- 引用文
スピーカーとヘッドフォンで同じ内容を聞かせてみると…

カリフォルニア大学の研究者が行った、ヘッドフォンとスピーカーで感じる音感覚の差異を調査したものがある。調査では、ある母と娘の会話の音声を聞く際、被験者をヘッドフォンで聴取する組とスピーカーで聴取する組に分けて行った。すると、母と娘に親近感を持ったという人は、ヘッドフォンで聞いた人のほうが多かったという結果が明らかになったのだ。他にも、交通事故の危険性に関する音声を聞かせた際も、やはりヘッドフォンで聴取した人のほうが、より危険性を意識したと回答している。

この原因を研究者は、ヘッドフォンで聞くと音が頭の中から聞こえてくる感覚が生じるが、これが物理的・社会的な親密さの感覚を生じさせるのではないかと考えている。

したがって、講演であれ商談であれ、可能であれば聞き手の音声聴取環境は、ヘッドフォンであることが望ましいだろう。あるいは、公共サービスや重要な情報を伝える際にも、ヘッドフォンを推奨することで、聞き手の理解度が増加することが考えられる。

このように、聴覚情報は私たちの理解度や印象といった多くの要因に影響を及ぼしているのである。

聞かせたくない音を自分で選べる「スピーチプライバシー」

- 課題の内容
ヘッドフォンとスピーカーの聞こえ方を比べた上の文章を、最後の見出しの後から引き継いで書き進めてもらえますか？

- 保存データ
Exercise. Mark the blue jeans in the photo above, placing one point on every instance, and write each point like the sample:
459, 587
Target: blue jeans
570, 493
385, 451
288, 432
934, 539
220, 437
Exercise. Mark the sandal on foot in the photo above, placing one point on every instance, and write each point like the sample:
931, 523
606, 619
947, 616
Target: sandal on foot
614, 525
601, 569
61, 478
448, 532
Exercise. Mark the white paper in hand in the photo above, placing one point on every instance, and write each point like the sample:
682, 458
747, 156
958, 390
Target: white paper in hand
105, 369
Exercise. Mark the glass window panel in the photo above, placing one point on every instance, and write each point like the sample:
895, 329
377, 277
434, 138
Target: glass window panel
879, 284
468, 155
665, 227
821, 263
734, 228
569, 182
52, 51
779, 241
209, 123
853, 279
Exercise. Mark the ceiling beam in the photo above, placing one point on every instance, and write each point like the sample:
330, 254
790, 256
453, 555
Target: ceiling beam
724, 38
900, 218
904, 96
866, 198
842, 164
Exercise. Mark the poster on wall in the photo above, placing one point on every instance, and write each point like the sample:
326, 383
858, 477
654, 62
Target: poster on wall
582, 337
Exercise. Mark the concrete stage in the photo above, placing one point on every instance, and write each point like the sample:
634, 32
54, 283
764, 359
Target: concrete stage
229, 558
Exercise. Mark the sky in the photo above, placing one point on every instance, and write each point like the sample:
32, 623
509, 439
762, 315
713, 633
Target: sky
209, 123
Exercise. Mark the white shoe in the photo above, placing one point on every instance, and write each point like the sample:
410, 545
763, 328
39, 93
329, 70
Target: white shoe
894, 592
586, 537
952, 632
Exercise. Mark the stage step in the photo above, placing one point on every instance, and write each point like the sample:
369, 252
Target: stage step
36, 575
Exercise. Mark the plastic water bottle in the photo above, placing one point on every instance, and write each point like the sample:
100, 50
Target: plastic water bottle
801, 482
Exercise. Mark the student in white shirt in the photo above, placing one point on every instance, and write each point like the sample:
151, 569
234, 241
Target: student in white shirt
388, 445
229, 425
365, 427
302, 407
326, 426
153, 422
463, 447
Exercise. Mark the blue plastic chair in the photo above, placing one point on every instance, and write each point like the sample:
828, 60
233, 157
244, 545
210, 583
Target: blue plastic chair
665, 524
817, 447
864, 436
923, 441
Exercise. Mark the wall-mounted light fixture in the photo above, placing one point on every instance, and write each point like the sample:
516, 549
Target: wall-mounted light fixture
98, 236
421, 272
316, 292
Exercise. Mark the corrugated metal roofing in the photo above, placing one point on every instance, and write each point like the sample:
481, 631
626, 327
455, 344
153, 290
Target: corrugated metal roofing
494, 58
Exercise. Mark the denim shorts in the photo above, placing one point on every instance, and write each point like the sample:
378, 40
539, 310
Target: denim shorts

- 演習の結果
在宅ワークが長くなる中、家族の生活音など、他者に聞かれたくない音が増えている。自宅が職場になることでプライバシーの垣根が取り払われることに対するストレスは大きく、2020年以降は特に、私たちは音のプライバシーに注意を払ってきた。

そこで注目されるのが「スピーチプライバシー」という概念である。そもそもプライバシーという言葉には「自己情報コントロール権」の意味が含まれている。友人に話せても職場の同僚に話したくないプライベートな事柄があるように、プライバシーとはある情報を伝える/伝えないを、自分で決定する権利である。スピーチプライバシーも同様に、聞かせる音と聞かせない音を、自分で決定するための権利であると捉えることができるだろう。

普段の生活においても、病院や薬局のやり取り、あるいは重要な商談の内容等、他者に聞かせないように情報を保護する必要があるが、それは在宅ワークでも同様だ。家族の声をはじめ、さまざまな生活音に囲まれるプライベートな空間の音を、職場の人間と共有するのに抵抗を持つ人は少なくない。

すでに多くの読者が、何かしら聞かれたくない音をカバーする試みを行っているかもしれない。スピーチプライバシーの一般的な方法としては、ノイズやBGM、川のせせらぎといった環境音を流すことで、聞かせない音をマスキング(覆い隠す)する方法が挙げられる。実際、小型のサウンドマスキング音の発生装置が開発されている。